_PROBLEM TO WORK ON_
The required output is all lines below that contain the word "clicks".

(Stored items from a collection)
○ ○ ○ ○

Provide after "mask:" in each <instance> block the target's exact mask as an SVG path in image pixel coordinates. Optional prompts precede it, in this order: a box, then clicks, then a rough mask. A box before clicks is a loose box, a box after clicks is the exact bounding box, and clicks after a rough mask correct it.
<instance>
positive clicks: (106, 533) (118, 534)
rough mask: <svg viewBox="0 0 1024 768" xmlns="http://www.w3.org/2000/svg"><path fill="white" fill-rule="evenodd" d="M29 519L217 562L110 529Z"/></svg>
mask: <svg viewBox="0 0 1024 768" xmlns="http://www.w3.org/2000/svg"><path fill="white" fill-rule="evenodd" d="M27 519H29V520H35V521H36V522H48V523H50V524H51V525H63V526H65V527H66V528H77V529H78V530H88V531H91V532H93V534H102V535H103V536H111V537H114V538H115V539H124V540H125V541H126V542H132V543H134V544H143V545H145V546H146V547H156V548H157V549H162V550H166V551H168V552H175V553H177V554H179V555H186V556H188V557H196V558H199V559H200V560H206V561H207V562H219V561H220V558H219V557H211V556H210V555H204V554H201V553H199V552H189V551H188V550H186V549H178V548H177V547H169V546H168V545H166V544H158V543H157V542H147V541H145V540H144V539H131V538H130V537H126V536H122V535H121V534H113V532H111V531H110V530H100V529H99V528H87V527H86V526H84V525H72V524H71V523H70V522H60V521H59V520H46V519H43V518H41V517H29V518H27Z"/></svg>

○ ○ ○ ○

_TASK RESULT_
Provide after "mask:" in each <instance> block the target's exact mask as an SVG path in image pixel coordinates. Optional prompts precede it, in this order: a box, then clicks, then a rough mask. A box before clicks is a loose box, a box after clicks is the exact bounding box, and clicks after a rough mask correct it.
positive clicks: (106, 533) (118, 534)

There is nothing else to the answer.